Work to be completed: Copy the records from the line containing "Would you mind marking the van windshield reflection" through the end of the records, changing "concrete pavement" to "concrete sidewalk" and keeping everything else the same.

Location annotation dataset excerpts:

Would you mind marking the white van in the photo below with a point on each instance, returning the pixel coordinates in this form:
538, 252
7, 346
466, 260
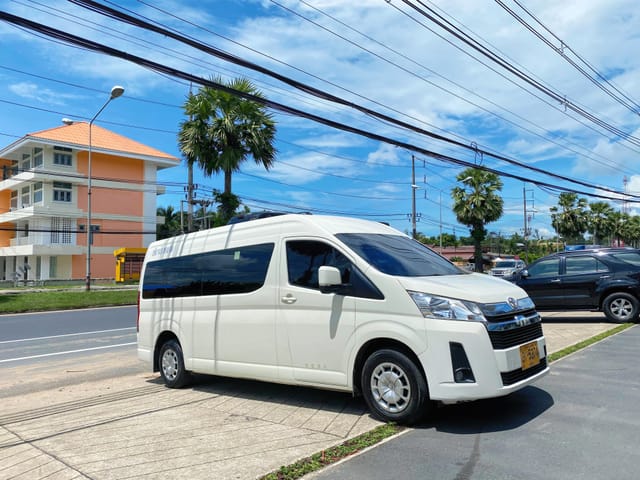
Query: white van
336, 303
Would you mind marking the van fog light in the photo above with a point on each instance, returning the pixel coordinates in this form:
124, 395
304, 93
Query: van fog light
462, 372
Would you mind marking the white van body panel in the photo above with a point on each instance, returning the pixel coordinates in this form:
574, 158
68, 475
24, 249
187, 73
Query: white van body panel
290, 334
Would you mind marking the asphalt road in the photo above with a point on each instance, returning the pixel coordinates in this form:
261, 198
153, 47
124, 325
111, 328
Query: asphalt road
34, 337
42, 350
579, 422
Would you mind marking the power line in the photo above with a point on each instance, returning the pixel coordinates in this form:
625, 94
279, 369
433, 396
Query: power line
90, 45
598, 79
437, 19
111, 13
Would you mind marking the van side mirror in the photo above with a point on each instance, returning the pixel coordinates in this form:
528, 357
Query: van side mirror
329, 279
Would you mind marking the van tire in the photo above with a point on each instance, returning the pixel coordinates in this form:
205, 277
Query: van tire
394, 388
171, 363
620, 307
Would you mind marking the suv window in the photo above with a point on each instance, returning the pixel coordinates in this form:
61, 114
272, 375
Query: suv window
578, 265
545, 268
305, 257
629, 257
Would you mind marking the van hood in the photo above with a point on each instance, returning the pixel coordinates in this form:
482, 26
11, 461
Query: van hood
475, 287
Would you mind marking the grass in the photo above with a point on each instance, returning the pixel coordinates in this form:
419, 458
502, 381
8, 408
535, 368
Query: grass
30, 301
333, 454
589, 341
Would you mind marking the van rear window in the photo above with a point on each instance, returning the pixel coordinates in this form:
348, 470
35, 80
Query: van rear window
399, 255
222, 272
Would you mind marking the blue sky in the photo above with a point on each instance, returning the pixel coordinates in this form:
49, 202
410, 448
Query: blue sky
382, 55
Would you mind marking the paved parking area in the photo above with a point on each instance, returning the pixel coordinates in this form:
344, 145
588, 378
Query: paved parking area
133, 427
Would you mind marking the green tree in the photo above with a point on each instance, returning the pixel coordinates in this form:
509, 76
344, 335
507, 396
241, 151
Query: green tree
171, 225
223, 131
477, 206
599, 221
569, 217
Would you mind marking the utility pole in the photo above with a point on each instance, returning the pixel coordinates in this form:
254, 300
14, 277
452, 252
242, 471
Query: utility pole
413, 197
440, 202
527, 222
190, 183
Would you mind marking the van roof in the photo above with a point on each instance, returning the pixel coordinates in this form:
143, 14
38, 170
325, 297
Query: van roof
329, 223
263, 230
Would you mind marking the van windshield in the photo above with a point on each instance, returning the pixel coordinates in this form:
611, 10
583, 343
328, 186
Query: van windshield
398, 255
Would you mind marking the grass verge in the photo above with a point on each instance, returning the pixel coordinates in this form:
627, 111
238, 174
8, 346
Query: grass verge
589, 341
64, 299
333, 454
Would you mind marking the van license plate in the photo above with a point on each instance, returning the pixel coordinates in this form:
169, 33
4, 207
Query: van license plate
529, 355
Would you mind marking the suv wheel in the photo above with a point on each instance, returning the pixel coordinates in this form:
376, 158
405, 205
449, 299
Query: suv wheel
621, 307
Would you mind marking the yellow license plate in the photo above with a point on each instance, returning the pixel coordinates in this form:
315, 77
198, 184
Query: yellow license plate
529, 355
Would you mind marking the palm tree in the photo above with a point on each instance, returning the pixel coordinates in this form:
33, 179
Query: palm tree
569, 218
478, 206
599, 220
224, 130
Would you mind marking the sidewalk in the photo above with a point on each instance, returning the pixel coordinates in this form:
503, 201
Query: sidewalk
134, 427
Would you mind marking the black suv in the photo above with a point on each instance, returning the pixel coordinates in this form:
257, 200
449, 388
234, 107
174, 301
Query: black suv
605, 279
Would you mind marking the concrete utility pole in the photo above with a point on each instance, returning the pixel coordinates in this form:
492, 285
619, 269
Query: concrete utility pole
413, 197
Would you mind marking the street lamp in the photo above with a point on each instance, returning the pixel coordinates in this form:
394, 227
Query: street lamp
115, 93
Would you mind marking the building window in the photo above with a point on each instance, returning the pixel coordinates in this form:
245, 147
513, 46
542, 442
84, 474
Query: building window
62, 156
26, 196
26, 162
53, 267
37, 192
38, 157
61, 230
61, 192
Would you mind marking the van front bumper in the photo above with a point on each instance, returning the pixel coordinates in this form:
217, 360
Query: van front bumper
500, 361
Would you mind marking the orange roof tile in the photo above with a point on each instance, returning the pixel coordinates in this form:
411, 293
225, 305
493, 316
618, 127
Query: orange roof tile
77, 133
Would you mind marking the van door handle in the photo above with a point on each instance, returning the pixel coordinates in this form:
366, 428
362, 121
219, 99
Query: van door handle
289, 299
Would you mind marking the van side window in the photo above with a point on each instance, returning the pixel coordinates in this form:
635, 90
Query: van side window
222, 272
305, 257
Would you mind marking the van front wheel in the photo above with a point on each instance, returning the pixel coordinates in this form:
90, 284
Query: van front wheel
393, 387
172, 365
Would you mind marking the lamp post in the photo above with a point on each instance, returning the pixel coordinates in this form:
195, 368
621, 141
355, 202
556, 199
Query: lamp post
115, 93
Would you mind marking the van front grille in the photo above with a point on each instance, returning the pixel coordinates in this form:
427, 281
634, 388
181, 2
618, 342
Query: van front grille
501, 339
515, 376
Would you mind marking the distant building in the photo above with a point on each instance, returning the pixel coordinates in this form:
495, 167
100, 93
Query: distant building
43, 201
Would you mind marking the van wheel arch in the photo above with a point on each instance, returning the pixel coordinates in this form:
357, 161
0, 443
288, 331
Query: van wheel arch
163, 338
381, 344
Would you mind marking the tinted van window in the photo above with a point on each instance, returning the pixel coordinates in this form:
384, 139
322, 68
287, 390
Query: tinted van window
399, 255
305, 257
223, 272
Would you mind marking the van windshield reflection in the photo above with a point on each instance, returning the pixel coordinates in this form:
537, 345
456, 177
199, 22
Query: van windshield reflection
399, 255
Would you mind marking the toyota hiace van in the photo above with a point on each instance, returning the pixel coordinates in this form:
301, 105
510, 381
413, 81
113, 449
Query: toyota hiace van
336, 303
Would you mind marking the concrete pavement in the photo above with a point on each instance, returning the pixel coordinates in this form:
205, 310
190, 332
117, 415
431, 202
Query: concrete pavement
133, 427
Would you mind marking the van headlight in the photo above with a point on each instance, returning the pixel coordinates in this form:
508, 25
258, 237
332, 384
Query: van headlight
447, 308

In response:
Would you mind marking the van windshield reflection in the photo above with a point on each instance, returning the pixel coordinates in this form:
537, 345
456, 177
199, 22
Query: van windshield reflection
399, 255
Would you mind marking the toyota hiace van in the photo above with a point on each instance, returning the pixel coordinates in this form:
301, 105
510, 381
413, 81
113, 449
Query: toyota hiace van
336, 303
Would you mind marking the concrete sidewalk in the photo above with a point on each instance, returning the pixel coordinates in this form:
205, 310
190, 332
117, 415
431, 202
Query: concrete sidewalk
133, 427
Would you mind marking the van headlight in the photo above with a point on each instance, returning the pixel coordinates in this form:
508, 25
258, 237
332, 384
Query: van headlight
447, 308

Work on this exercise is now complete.